◆ Source document
When you wear it, you forget that you’re wearing it. It’s almost better that way. My wife has, it’s actually the one good call that I’ve ever made. She has a very nice wedding band, but she doesn’t wear it, because she wears the silicone ones, and she forgets that she’s wearing them. She’s just so much more comfortable when wearing one of these than her other ring. It’s non-conductive. You don’t feel it when you’re typing a thousand words per minute or whatever she’s doing half the time. It’s just there, and you don’t even really notice it, so it’s exactly kind of what we wanted when we created the ring.

Kurt Elster: Yeah, and that’s also the issue with wearing any kind of rubber accessory on your body is you don’t want to be aware of it. It’s like, “Ew,” and it can start to smell. Yeah, you gotta think through it. Yeah, I’ve got this big, chunky, gold wedding band, and definitely I don’t think about it until the summer, and then I’m like, “Definitely aware of this thing when it’s humid out.”

◆ Required actions
1 > Retype the stretch of the records from the line that contains "of the pale" through the end of the records, with both of those lines included.
2 > Extend the conversation about silicone wedding rings, picking up after its last sentence.
The records have no connection to the text about silicone rings.

◆ Data for this task
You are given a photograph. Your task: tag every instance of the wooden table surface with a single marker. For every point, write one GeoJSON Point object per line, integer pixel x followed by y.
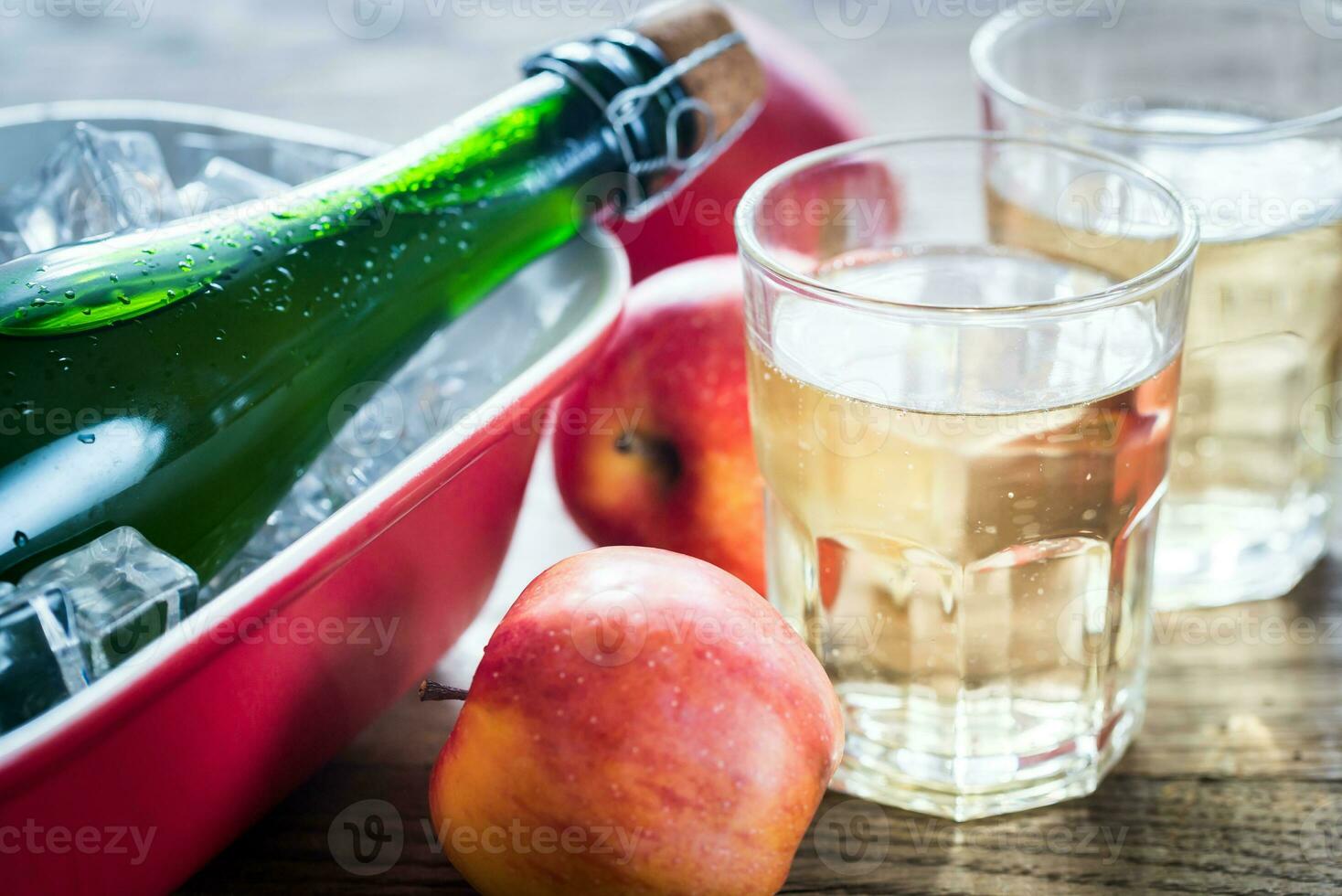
{"type": "Point", "coordinates": [1235, 786]}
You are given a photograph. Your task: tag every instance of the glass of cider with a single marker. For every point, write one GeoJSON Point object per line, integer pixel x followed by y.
{"type": "Point", "coordinates": [1236, 103]}
{"type": "Point", "coordinates": [964, 361]}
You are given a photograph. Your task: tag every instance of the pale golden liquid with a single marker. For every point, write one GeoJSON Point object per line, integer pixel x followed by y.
{"type": "Point", "coordinates": [1248, 485]}
{"type": "Point", "coordinates": [935, 560]}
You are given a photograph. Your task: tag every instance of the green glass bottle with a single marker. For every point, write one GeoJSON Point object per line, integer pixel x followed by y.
{"type": "Point", "coordinates": [195, 364]}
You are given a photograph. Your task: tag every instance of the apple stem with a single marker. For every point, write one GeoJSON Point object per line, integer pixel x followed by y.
{"type": "Point", "coordinates": [435, 691]}
{"type": "Point", "coordinates": [659, 453]}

◆ Exercise responses
1 >
You are given a photograph. Your task: tag every instance of the pale golden liquid with a single marker. For every point, write one GeoJSON Point object per line, integer pixel x followed by y.
{"type": "Point", "coordinates": [1248, 485]}
{"type": "Point", "coordinates": [935, 560]}
You are given a photograph. Your task: tag every instance of the green glass bottle with a single marker. For every point, write one GeoJSON Point object per line, integer pixel x followed by y.
{"type": "Point", "coordinates": [195, 364]}
You are given a photograph. Your task: tag every instance of the apple stem with a single marker. For every point, write one GeoJSON Point object per line, integer pixel x followed by y.
{"type": "Point", "coordinates": [435, 691]}
{"type": "Point", "coordinates": [659, 453]}

2 >
Tommy Tartaglia: Oh yeah. Yeah. I mean, there’s a time and a place for our wedding… When we get all dialed up, and if I throw a tux on, I’ll make sure that I wear my gold ring, or if my wife is… She always says, “If I’m wearing heels, I’m gonna wear my ring. If I’m not wearing heels, I’m not putting that thing on.” So, there’s a time and a place for those bands, but when we go down to Costa Rica, Aruba or something, I don’t want to have to worry about, “Hey, are we gonna be able to lock this ring up in a safe in the hotel? Is that safe safe? Is the maid gonna come in and take it? Are we gonna lose it on a rainforest hike? Is it gonna be buried in the ocean when we go to Hawaii?”

If you lose one of our rings, it’s 20 bucks. Half the time, we’ll replace it if it breaks or something like that we’ll always replace it, but just give us a call. We’ll figure it out. And wouldn’t you rather lose a $20 ring than a $10,000 ring? Doesn’t that make sense to you? So, it’s always… That’s always helped us, too, is people will always shoot us messages, or tell us stories like, “Hey, I just want to let you know that your ring broke because I was working on a piece of machinery. It did its job. It saved my finger, so thank you.” And 90% of the time before Steve gets off the phone, I’m already looking the guy’s order number up and we’re already sending him another ring. We love hearing those stories.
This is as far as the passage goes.